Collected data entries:
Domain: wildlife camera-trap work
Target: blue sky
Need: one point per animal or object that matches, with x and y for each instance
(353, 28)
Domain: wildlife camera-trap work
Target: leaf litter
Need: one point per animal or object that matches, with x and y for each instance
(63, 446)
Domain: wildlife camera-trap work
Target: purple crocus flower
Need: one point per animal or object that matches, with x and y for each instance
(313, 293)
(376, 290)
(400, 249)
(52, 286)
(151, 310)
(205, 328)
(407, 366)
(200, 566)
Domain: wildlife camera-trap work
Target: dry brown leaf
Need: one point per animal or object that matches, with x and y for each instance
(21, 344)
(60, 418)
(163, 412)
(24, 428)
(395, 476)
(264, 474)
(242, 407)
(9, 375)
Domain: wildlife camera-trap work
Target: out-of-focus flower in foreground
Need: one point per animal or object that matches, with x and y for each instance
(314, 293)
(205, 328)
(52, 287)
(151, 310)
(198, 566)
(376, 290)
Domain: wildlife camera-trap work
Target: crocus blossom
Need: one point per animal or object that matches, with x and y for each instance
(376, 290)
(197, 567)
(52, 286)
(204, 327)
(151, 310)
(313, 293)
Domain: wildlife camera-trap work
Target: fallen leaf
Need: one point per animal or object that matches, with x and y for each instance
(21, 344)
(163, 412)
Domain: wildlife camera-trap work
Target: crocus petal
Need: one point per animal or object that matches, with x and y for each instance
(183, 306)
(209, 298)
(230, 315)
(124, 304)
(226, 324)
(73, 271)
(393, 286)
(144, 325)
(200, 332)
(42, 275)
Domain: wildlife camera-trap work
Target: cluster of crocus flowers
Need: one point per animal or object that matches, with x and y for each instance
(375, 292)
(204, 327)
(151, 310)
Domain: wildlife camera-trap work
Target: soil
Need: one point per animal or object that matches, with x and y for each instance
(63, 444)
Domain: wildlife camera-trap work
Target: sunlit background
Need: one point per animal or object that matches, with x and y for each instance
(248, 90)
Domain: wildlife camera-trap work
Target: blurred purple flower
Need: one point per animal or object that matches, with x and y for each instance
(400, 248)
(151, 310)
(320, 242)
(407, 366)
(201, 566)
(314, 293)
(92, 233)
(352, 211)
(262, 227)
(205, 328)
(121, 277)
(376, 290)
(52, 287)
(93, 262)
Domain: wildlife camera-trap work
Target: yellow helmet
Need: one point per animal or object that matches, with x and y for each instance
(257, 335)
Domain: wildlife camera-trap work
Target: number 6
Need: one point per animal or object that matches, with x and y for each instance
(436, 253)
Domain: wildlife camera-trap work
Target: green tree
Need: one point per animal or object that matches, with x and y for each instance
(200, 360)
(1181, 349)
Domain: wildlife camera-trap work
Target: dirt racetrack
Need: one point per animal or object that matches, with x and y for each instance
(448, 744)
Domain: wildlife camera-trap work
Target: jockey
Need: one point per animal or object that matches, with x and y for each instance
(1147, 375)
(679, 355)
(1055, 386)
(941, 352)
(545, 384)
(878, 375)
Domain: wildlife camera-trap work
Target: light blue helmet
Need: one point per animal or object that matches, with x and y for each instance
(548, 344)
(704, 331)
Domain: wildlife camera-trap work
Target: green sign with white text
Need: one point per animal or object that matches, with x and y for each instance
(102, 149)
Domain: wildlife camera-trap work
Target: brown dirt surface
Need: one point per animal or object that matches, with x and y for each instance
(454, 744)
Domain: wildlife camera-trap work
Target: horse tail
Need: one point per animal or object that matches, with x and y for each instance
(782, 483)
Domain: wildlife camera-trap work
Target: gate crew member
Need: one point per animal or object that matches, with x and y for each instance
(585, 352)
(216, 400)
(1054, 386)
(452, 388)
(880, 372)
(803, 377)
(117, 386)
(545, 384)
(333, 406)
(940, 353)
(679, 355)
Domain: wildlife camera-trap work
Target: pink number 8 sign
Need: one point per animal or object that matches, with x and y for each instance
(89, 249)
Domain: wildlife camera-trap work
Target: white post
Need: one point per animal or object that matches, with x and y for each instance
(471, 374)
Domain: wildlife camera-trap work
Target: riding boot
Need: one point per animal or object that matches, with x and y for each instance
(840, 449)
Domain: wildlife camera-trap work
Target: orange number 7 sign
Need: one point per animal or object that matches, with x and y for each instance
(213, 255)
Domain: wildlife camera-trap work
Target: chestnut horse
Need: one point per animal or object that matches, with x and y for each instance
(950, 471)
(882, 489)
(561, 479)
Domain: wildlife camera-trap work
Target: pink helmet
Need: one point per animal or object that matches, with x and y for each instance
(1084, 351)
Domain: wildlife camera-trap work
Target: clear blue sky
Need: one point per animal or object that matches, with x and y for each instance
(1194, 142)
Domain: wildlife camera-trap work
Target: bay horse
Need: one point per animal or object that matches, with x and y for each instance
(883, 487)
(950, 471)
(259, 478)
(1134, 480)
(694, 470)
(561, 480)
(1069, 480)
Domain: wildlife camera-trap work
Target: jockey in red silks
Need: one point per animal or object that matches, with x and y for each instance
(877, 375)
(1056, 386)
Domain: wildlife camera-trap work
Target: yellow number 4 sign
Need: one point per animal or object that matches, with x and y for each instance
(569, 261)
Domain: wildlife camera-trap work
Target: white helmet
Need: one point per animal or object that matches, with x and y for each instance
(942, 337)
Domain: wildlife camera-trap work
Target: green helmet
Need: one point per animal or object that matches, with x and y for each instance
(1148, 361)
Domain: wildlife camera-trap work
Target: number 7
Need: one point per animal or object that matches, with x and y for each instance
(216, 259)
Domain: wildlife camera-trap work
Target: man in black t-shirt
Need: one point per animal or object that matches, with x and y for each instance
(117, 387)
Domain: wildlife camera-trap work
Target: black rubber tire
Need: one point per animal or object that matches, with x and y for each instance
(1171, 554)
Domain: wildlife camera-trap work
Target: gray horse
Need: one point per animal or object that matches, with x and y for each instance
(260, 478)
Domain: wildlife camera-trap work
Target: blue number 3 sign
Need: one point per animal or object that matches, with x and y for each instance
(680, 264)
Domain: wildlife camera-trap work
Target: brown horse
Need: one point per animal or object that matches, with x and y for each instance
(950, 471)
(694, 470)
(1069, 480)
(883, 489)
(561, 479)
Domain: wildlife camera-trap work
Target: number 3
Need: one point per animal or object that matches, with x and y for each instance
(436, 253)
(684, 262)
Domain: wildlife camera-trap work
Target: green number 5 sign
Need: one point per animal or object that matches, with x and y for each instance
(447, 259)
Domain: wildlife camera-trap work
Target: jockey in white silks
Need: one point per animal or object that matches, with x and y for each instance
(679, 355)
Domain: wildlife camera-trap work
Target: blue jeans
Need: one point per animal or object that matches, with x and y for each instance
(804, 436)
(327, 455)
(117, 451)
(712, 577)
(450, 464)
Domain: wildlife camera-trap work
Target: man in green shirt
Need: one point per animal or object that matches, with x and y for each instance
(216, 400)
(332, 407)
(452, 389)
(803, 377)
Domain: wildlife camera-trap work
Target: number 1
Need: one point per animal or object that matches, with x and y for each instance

#### Goal
Set down the listing in full, keeping every word exactly as it is.

#### Solution to the problem
Domain: wildlife camera-trap work
Target: blue sky
Need: one point per animal or object that matches, with x and y for each instance
(353, 28)
Domain: wildlife camera-trap work
Target: leaf litter
Need: one point per animal or object that matches, with x and y for each instance
(63, 446)
Domain: wildlife camera-trap work
Target: purple crocus flower
Need: one point per animal or object that matches, with x and y for each instance
(313, 293)
(376, 290)
(400, 249)
(52, 286)
(151, 310)
(205, 328)
(407, 366)
(200, 566)
Domain: wildlife camera-trap work
Target: dry brown leaf
Need: one point per animal or object that matches, with x and y for each instance
(21, 344)
(60, 418)
(163, 412)
(24, 428)
(395, 476)
(264, 474)
(242, 407)
(9, 375)
Domain: wildlife camera-trap work
Target: out-of-focus flower in foreground
Need: one point per animal or object that matches, with x and y for each instance
(314, 293)
(205, 328)
(52, 287)
(151, 310)
(198, 566)
(376, 290)
Domain: wildlife camera-trap work
Target: crocus blossom
Need: one point per animal or object that matches, with x and y for each instance
(376, 290)
(197, 567)
(52, 286)
(204, 327)
(151, 310)
(313, 293)
Domain: wildlife camera-trap work
Target: fallen leaf
Need: one point per animal or object that matches, with x and y for each instance
(21, 344)
(163, 412)
Domain: wildlife camera-trap work
Target: crocus petal
Need: one point per animal or object that matches, with x and y for each instance
(183, 306)
(209, 298)
(230, 315)
(124, 304)
(226, 324)
(73, 271)
(393, 286)
(144, 325)
(200, 332)
(42, 275)
Domain: wildlife camera-trap work
Target: cluster of crocus flowers
Need: one point per animal or object that matches, with x and y for each instance
(375, 292)
(204, 327)
(151, 310)
Domain: wildlife camera-trap work
Target: soil
Need: one point per animal or object that matches, with x and y for each instance
(63, 444)
Domain: wildlife camera-trap work
Target: sunlit background
Need: one point per animal or object that matches, with x and y for each instance
(248, 90)
Domain: wildlife camera-trap work
Target: blurred purple flower
Need: one point per animal or object that matches, with x and y for each instance
(400, 248)
(151, 310)
(320, 242)
(407, 366)
(201, 566)
(314, 293)
(92, 233)
(352, 211)
(262, 227)
(205, 328)
(121, 277)
(376, 290)
(52, 287)
(93, 262)
Domain: wildlife camera-trap work
Target: yellow helmet
Need: one point per animal or object that matches, with x and y for each instance
(257, 335)
Domain: wildlife camera-trap work
Target: number 6
Need: one point per animal or object that matches, with x and y for each instance
(436, 253)
Domain: wildlife camera-trap work
Target: green tree
Need: one point per animal or object that matches, with x and y for each instance
(200, 360)
(1181, 349)
Domain: wildlife camera-trap work
Target: dirt racetrack
Need: one point per animal or object that matches, with x and y for each instance
(448, 744)
Domain: wildlife camera-trap work
Target: jockey
Need: one point per animal or object that matches, with x and y for each instance
(1147, 375)
(679, 355)
(1055, 386)
(941, 352)
(545, 384)
(878, 375)
Domain: wildlife camera-trap work
Target: light blue helmet
Need: one point per animal or object that matches, with x and y for each instance
(548, 344)
(704, 331)
Domain: wildlife camera-trap work
Target: green sign with white text
Need: one point per animal or object that matches, with x and y for each instance
(102, 149)
Domain: wildlife camera-trap work
Target: brown dirt surface
Need: one point per animal or object that matches, with x and y for each instance
(454, 744)
Domain: wildlife camera-trap work
Target: horse tail
Need: one point per animal or object that matches, with x and y for each instance
(782, 483)
Domain: wildlife camera-trap work
Target: gate crew member
Need: one point per animal or object that matches, with x and y for each instance
(585, 352)
(216, 400)
(1054, 386)
(452, 388)
(880, 372)
(803, 377)
(117, 386)
(545, 384)
(333, 406)
(940, 353)
(679, 355)
Domain: wildlife camera-trap work
Target: pink number 8 sign
Need: one point per animal or object that matches, with x and y for each instance
(89, 249)
Domain: wildlife camera-trap work
Target: white post
Need: one point per animal or object that matches, with x and y for each instance
(471, 374)
Domain: wildlife camera-trap work
Target: riding boot
Need: one point per animal or object that matches, with x and y for each instance
(840, 449)
Domain: wildlife camera-trap work
Target: orange number 7 sign
Need: one point per animal or object that matches, with x and y for each instance
(213, 255)
Domain: wildlife camera-trap work
Target: chestnut horse
Need: one point per animal or object that matches, with x and y for each instance
(950, 471)
(882, 489)
(561, 479)
Domain: wildlife camera-trap work
Target: pink helmet
Need: one point per animal or object that matches, with x and y for each instance
(1084, 351)
Domain: wildlife camera-trap work
Target: clear blue sky
Need: one point per animal or object that matches, with x and y for each instance
(1194, 142)
Domain: wildlife camera-trap work
Target: bay horse
Need: one point per animal or object that matches, with x and y for each instance
(883, 487)
(950, 471)
(259, 478)
(1134, 480)
(694, 470)
(561, 480)
(1069, 480)
Domain: wildlife camera-trap work
Target: jockey in red silks
Need: one point per animal or object that matches, with x and y for each instance
(877, 375)
(1056, 386)
Domain: wildlife camera-trap work
Target: yellow number 4 sign
Need: one point per animal or object that matches, with x and y for each instance
(569, 261)
Domain: wildlife camera-trap work
Target: white helmet
Need: one point per animal or object that matches, with x and y for each instance
(942, 337)
Domain: wildlife camera-trap work
Target: green helmet
Need: one point per animal or object that matches, with x and y for each instance
(1148, 361)
Domain: wildlife camera-trap work
Target: number 7
Need: one point per animal or object that matches, with x and y for each instance
(216, 259)
Domain: wildlife camera-trap work
Target: man in black t-shirt
Need: one point per animal or object that matches, with x and y for each instance
(117, 387)
Domain: wildlife camera-trap work
Target: black rubber tire
Need: one point per animal or object that matches, with x and y for each instance
(1171, 554)
Domain: wildlife camera-trap work
Target: gray horse
Need: one point per animal or object that matches, with x and y for each instance
(260, 478)
Domain: wildlife camera-trap work
Target: blue number 3 sign
Need: one point per animal or object that matches, with x and y for each instance
(680, 264)
Domain: wildlife camera-trap work
Target: brown horse
Need: one point per animal or object that matches, with x and y for each instance
(950, 471)
(694, 470)
(1069, 480)
(883, 489)
(561, 479)
Domain: wildlife camera-trap work
Target: number 3
Need: one point per animal or object that matches, with x and y for each instance
(436, 253)
(684, 262)
Domain: wildlife camera-trap work
Target: green number 5 sign
Need: one point per animal or object that matches, with x and y for each instance
(447, 259)
Domain: wildlife camera-trap work
Target: jockey in white silks
Need: one point per animal or object that matches, with x and y for each instance
(679, 355)
Domain: wildlife camera-trap work
Target: blue jeans
Need: one point per animal or object that matches, with x and y for each instance
(804, 436)
(327, 455)
(117, 451)
(712, 577)
(450, 464)
Domain: wildlife camera-trap work
Target: man in green shirt
Need: one point per animal or object that matches, with x and y for each instance
(216, 400)
(332, 407)
(452, 389)
(803, 377)
Domain: wildlife camera-trap work
Target: number 1
Need: one point per animal or object that matches, with x and y for each instance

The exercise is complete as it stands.